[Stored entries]
---------------

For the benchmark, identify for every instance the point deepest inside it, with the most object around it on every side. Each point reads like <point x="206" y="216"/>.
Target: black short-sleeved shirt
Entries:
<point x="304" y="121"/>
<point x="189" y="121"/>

---------------

#### WRITTEN REQUEST
Print the material above verbatim, line for line, with no changes.

#### EXERCISE SOLUTION
For the benchmark, identify for every instance the point deepest inside it, with the most object around it on every side. Each point reads like <point x="206" y="216"/>.
Target: black short-sleeved shirt
Entries:
<point x="304" y="121"/>
<point x="189" y="121"/>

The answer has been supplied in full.